══ Dataset records
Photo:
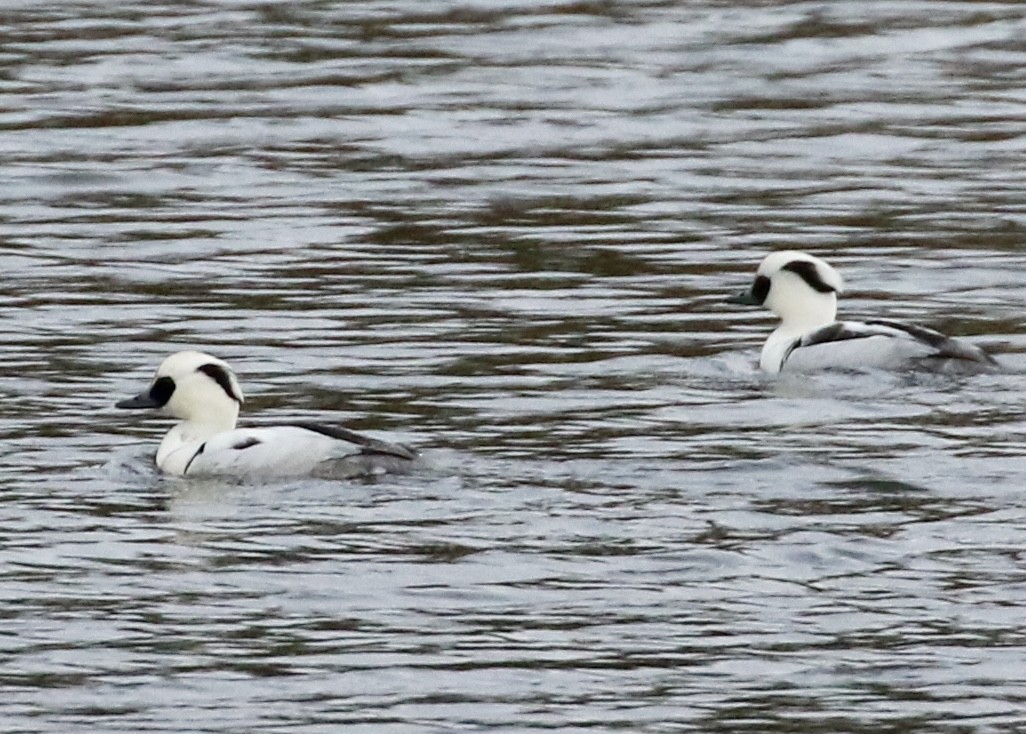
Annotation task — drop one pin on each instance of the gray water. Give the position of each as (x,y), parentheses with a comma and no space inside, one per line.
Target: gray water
(503,232)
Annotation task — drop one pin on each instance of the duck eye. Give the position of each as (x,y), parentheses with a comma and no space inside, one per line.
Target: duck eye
(760,288)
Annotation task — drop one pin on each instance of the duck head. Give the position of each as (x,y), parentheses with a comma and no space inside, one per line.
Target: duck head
(194,387)
(799,287)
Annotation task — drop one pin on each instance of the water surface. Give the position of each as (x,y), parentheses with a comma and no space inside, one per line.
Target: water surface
(504,232)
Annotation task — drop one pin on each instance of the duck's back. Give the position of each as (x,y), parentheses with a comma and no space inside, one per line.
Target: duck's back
(882,344)
(297,450)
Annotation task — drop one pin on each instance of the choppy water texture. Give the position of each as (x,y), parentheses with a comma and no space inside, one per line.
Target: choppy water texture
(504,231)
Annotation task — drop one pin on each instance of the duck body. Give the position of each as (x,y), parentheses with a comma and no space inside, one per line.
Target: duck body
(802,291)
(204,393)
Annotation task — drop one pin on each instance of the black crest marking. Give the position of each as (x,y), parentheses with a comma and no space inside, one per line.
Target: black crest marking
(366,443)
(198,452)
(220,375)
(811,274)
(161,391)
(760,288)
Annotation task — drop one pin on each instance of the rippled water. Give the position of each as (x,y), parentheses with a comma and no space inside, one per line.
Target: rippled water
(503,232)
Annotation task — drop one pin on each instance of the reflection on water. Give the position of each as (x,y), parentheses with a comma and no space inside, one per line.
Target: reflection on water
(504,232)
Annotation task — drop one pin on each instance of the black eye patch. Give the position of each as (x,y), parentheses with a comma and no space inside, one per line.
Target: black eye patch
(760,288)
(809,272)
(220,376)
(161,391)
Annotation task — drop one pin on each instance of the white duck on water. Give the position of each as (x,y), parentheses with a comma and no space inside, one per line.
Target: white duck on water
(202,391)
(802,290)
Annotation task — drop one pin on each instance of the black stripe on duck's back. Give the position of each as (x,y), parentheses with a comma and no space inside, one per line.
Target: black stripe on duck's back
════
- [What to do]: Above are the lines; repeat exactly the ones from the line containing "Target: reflection on water" down to the line containing "the black eye", both inclusive.

- [Solution for this exercise]:
Target: reflection on water
(504,232)
Annotation task — drop one pin on each instance of the black eye patch. Give the position of each as (x,y), parentheses with a comma and no space inside, one per line.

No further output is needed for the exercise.